**Aim:** Please find every line in the listing below that contains the word "trunk" and copy each one in full.

------------------------------------------------

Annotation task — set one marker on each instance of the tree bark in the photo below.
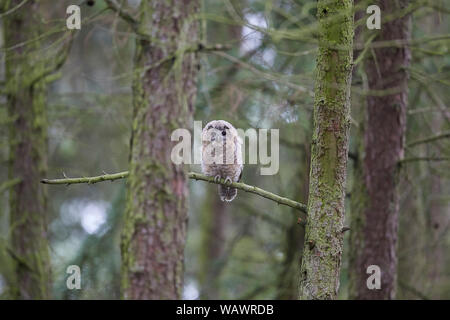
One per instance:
(154, 230)
(375, 222)
(320, 269)
(27, 153)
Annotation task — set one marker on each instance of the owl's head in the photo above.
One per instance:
(219, 131)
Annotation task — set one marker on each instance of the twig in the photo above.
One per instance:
(192, 175)
(9, 184)
(429, 139)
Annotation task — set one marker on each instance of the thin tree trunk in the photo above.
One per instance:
(320, 269)
(27, 154)
(374, 229)
(154, 230)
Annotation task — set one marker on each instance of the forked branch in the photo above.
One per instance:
(192, 175)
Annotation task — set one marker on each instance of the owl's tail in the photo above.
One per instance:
(227, 193)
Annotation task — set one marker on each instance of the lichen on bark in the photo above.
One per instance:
(154, 230)
(27, 153)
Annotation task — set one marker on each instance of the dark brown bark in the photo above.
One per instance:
(375, 224)
(27, 154)
(213, 222)
(163, 97)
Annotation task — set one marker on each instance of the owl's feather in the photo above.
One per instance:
(221, 135)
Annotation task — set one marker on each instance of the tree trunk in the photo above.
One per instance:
(154, 230)
(374, 226)
(319, 274)
(27, 153)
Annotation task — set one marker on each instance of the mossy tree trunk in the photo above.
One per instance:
(27, 152)
(154, 229)
(320, 268)
(375, 221)
(214, 219)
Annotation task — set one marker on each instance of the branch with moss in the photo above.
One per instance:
(123, 13)
(413, 159)
(192, 175)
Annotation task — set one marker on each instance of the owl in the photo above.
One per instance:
(221, 155)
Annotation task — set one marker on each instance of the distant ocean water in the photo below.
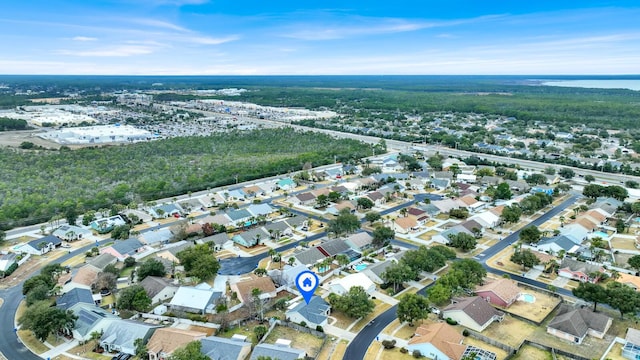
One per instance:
(596, 84)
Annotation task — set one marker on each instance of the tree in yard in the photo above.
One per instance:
(151, 267)
(634, 262)
(199, 261)
(260, 272)
(141, 348)
(133, 298)
(44, 320)
(526, 258)
(511, 214)
(345, 223)
(260, 331)
(105, 280)
(364, 203)
(322, 201)
(530, 235)
(121, 232)
(567, 173)
(591, 293)
(372, 216)
(622, 298)
(382, 235)
(191, 351)
(355, 303)
(397, 274)
(503, 191)
(412, 307)
(463, 241)
(440, 294)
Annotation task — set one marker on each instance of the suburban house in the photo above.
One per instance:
(277, 351)
(631, 349)
(314, 314)
(218, 348)
(278, 229)
(405, 225)
(160, 236)
(304, 199)
(121, 335)
(631, 281)
(240, 217)
(443, 342)
(359, 241)
(575, 324)
(104, 225)
(286, 184)
(166, 210)
(245, 288)
(7, 261)
(73, 297)
(220, 241)
(343, 285)
(40, 246)
(71, 233)
(472, 312)
(580, 271)
(122, 249)
(90, 319)
(158, 289)
(501, 292)
(556, 244)
(165, 341)
(169, 253)
(251, 237)
(196, 300)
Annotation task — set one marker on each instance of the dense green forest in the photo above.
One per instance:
(36, 185)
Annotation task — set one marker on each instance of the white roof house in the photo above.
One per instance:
(193, 299)
(343, 285)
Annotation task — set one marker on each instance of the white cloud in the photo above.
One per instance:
(114, 51)
(84, 38)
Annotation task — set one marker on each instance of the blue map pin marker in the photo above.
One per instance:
(307, 282)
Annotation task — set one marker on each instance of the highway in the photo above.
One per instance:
(359, 346)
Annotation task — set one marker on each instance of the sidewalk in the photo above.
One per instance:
(59, 350)
(341, 333)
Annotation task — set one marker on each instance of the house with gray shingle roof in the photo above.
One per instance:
(472, 312)
(575, 324)
(316, 313)
(90, 318)
(158, 289)
(218, 348)
(251, 237)
(122, 249)
(121, 335)
(277, 351)
(73, 297)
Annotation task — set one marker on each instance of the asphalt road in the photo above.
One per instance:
(361, 343)
(10, 345)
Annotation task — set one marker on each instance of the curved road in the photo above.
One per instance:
(361, 343)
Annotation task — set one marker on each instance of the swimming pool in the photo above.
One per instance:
(527, 298)
(360, 267)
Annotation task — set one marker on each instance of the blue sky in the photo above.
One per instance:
(215, 37)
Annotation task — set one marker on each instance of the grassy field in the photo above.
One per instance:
(300, 340)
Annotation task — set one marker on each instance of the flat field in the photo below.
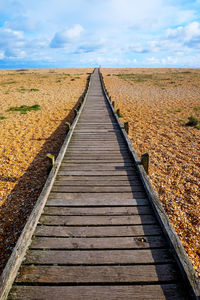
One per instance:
(157, 104)
(46, 99)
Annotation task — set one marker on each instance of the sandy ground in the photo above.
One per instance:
(27, 138)
(157, 104)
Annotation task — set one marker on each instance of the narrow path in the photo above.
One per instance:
(98, 237)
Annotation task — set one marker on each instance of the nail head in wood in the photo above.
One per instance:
(145, 162)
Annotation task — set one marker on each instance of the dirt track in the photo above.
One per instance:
(157, 104)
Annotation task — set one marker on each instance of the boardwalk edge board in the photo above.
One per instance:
(10, 271)
(185, 265)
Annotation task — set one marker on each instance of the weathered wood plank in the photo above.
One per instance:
(144, 292)
(58, 200)
(102, 196)
(97, 220)
(96, 189)
(95, 274)
(144, 256)
(95, 167)
(98, 243)
(103, 211)
(96, 173)
(96, 183)
(100, 231)
(119, 179)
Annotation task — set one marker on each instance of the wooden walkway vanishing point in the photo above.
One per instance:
(98, 236)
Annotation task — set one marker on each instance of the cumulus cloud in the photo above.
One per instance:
(189, 35)
(62, 38)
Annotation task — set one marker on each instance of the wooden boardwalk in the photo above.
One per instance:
(98, 237)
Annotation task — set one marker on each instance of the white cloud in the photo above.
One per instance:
(62, 38)
(188, 35)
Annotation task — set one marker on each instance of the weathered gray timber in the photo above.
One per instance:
(97, 234)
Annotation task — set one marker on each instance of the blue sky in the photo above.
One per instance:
(110, 33)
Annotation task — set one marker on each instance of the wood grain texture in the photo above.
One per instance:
(139, 292)
(101, 211)
(144, 256)
(97, 220)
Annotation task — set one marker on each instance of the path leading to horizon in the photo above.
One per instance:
(98, 237)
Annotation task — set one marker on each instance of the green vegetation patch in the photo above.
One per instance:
(24, 108)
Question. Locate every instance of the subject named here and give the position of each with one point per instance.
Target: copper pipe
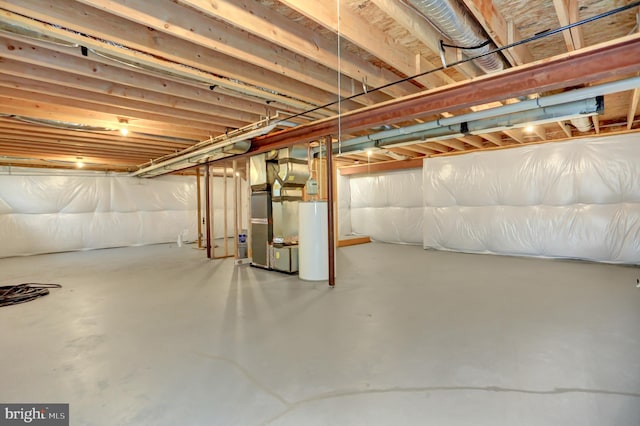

------------------------------------------------

**Answer for this exercise:**
Annotation task — set one marker on each instance of the thin tree trunk in the photo above.
Annotation task — set one marker on each instance of the tree trunk in the photo above.
Annotation task — set one marker on each instance of the mossy tree trunk in the photo above.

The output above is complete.